DATA ROWS:
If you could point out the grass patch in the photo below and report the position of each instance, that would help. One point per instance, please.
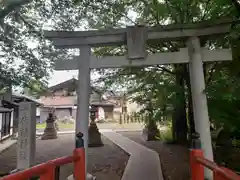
(61, 126)
(166, 135)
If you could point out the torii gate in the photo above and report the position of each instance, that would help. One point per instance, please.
(136, 39)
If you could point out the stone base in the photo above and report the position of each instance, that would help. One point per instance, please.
(49, 132)
(94, 136)
(89, 177)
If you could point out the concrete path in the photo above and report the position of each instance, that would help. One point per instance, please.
(143, 162)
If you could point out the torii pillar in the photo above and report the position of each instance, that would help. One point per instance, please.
(199, 99)
(83, 93)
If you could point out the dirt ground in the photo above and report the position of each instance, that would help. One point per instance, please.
(107, 162)
(174, 159)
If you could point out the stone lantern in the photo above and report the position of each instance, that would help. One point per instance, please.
(50, 131)
(93, 132)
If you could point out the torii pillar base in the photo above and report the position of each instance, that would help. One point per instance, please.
(50, 131)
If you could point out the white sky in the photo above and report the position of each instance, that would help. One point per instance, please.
(61, 76)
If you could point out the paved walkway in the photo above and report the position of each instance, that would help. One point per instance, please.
(143, 162)
(104, 162)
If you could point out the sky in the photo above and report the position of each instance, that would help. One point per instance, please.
(61, 76)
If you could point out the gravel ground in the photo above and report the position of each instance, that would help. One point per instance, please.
(174, 159)
(107, 162)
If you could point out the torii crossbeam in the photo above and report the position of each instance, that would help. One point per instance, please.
(136, 39)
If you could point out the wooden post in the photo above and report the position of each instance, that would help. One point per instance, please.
(120, 118)
(199, 99)
(83, 96)
(26, 144)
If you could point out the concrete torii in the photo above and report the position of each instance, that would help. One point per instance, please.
(136, 39)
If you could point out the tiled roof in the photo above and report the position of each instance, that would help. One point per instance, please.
(59, 101)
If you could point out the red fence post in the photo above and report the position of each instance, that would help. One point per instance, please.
(50, 172)
(197, 170)
(79, 154)
(79, 164)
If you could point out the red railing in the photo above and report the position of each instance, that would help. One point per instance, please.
(46, 171)
(198, 162)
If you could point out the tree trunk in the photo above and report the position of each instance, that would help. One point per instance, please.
(180, 116)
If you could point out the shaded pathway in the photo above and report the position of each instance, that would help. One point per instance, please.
(143, 162)
(104, 162)
(174, 158)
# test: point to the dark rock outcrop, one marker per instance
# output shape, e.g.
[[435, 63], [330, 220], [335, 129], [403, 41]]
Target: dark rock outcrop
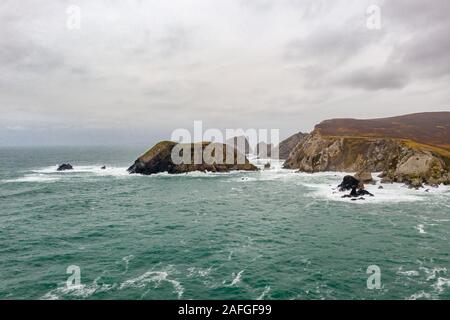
[[241, 144], [399, 161], [160, 159], [65, 167], [412, 149], [349, 183], [355, 193], [264, 150], [365, 177]]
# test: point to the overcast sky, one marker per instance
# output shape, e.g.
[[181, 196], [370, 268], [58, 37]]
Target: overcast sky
[[136, 70]]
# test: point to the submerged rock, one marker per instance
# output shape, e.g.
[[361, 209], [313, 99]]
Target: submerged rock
[[64, 167], [348, 183], [365, 177], [355, 193], [190, 157]]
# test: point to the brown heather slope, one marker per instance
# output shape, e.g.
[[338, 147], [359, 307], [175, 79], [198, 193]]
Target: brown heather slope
[[428, 128], [412, 149]]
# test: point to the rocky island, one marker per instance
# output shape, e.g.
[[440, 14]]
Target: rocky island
[[159, 159], [412, 149]]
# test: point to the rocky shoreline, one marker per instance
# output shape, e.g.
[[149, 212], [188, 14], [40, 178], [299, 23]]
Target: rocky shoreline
[[159, 159], [399, 160]]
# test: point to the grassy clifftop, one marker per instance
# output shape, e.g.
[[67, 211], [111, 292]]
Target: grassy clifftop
[[429, 130]]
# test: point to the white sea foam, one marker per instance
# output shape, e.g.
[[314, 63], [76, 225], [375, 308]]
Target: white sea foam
[[420, 228], [236, 278], [264, 293], [409, 273], [324, 185], [93, 169], [51, 174], [198, 272], [32, 178], [420, 295], [155, 278], [80, 291]]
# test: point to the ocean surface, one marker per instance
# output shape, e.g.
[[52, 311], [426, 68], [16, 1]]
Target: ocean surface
[[272, 234]]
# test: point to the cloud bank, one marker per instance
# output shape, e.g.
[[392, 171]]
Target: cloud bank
[[136, 70]]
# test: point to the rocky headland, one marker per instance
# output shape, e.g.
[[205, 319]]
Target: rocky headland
[[159, 159], [413, 149]]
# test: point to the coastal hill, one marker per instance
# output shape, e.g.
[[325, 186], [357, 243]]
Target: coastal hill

WRITTEN EXERCISE:
Type out the whole listing above line for line with nothing changed, and leave the pictures out of your copy.

RESULT OF THIS TASK:
If you could point out the grass patch in the photo below and report the position of each instance, that would help. One point per instance, please.
(61, 126)
(166, 135)
If you could point out the torii gate in the photo above and report the position of each instance, that would help. One point per instance, please.
(136, 39)
If you could point out the stone base in the photo above and report the position of each instance, that would help. One point per instance, please.
(49, 132)
(94, 136)
(89, 177)
If you could point out the concrete path in the photo above and report the position of each instance, that would help. One point per instance, please.
(143, 162)
If you could point out the torii pillar in the photo above and report the position of each instance, that would help. One point per instance, please.
(199, 99)
(83, 93)
If you could point out the dirt ground in the photo above and report the position of each instance, that would help. One point per instance, please.
(107, 162)
(174, 159)
If you could point out the stone lantern in the photo above and report the position of each instance, that would help. One point per instance, please.
(50, 131)
(93, 132)
If you could point out the torii pillar base in the photo above and report the position of each instance, that would help. One point per instance, please.
(50, 131)
If you could point out the white sky in the photo above and report the position of each instance, that would help. One point per instance, please.
(61, 76)
If you could point out the paved walkway in the photo above and report the position of each instance, that would help. One point per instance, please.
(143, 162)
(104, 162)
If you could point out the sky in the photo above and report the position of each instance, that would help. One point per instance, please.
(61, 76)
If you could point out the gravel ground in the photo above and report the position of each instance, that would help. One point per instance, please.
(174, 159)
(107, 162)
If you could point out the torii crossbeam in the photo above and report the position of each instance, that would help. One point per instance, please.
(136, 39)
If you could point out the wooden post in the photo above and report the position of each instance, that would help. One point per instance, please.
(120, 118)
(199, 99)
(83, 96)
(26, 144)
If you could point out the concrete torii in the photo above and report the position of each instance, that would help. One point per instance, please.
(136, 39)
If you could point out the tiled roof in the photo above and report the position of each instance, that would help. One point per instance, please.
(59, 101)
If you could point out the red fence post in the photo above and report the position of each instance, that would help. One point per instance, please.
(50, 172)
(197, 170)
(79, 154)
(79, 164)
If you could point out the red railing in the photo above and report the position of each instance, that would help. One point per instance, please.
(46, 171)
(198, 162)
If you could point out the tree trunk in the photo above and report the position of each instance, that would help. One point per instance, please.
(180, 116)
If you could point out the shaded pathway in the photo above and report the position of each instance, that would help. One point per instance, please.
(143, 162)
(104, 162)
(174, 158)
# test: point to the dark rock outcrop, one marker per instance
# output shape, e.g.
[[435, 63], [330, 220], [335, 129], [403, 41]]
Target: dark rock outcrop
[[241, 144], [399, 161], [160, 159], [65, 167], [412, 149], [349, 183], [355, 193], [264, 150], [365, 177]]
# test: point to the overcast sky, one marker per instance
# output shape, e.g.
[[181, 196], [370, 268], [58, 37]]
Target: overcast sky
[[136, 70]]
# test: point to the submerged rock, one marker per instance
# output shape, e.g.
[[361, 209], [313, 99]]
Target: submerged rock
[[64, 167], [348, 183], [365, 177], [355, 193], [190, 157]]
# test: point to the brown heather slope, one marker per instance
# output shape, e.g.
[[338, 147], [359, 307], [175, 79], [198, 193]]
Target: brown heather slope
[[428, 128], [412, 149]]
# test: point to the rocky island, one marker per instance
# output shape, e.g.
[[440, 14]]
Target: rocky island
[[159, 159], [412, 149]]
# test: point to the rocky shoreline, one marker per instance
# output shape, e.g.
[[149, 212], [188, 14], [40, 178], [299, 23]]
Target: rocky shoreline
[[159, 159], [399, 160]]
# test: point to the grassy clifftop, one marker per instance
# output shape, e.g.
[[67, 211], [111, 292]]
Target: grassy clifftop
[[429, 130]]
# test: point to the white sea foam, one marker per instance
# output shape, e.g.
[[314, 63], [76, 225], [375, 308]]
Target: white sea foam
[[420, 228], [236, 278], [264, 293], [409, 273], [324, 185], [93, 169], [51, 174], [198, 272], [32, 178], [420, 295], [155, 278], [80, 291]]
# test: point to the ocean surface, one marker per instance
# output shape, e.g.
[[52, 311], [426, 68], [16, 1]]
Target: ocean surface
[[272, 234]]
# test: point to the cloud bank, one marker per instance
# output shape, e.g.
[[392, 171]]
Target: cloud bank
[[136, 70]]
# test: point to the rocky headland, one marker per instance
# output shape, e.g.
[[205, 319]]
Target: rocky headland
[[159, 159], [413, 149]]
# test: point to the coastal hill, one marker per instance
# output shape, e.g.
[[325, 186], [357, 243]]
Target: coastal hill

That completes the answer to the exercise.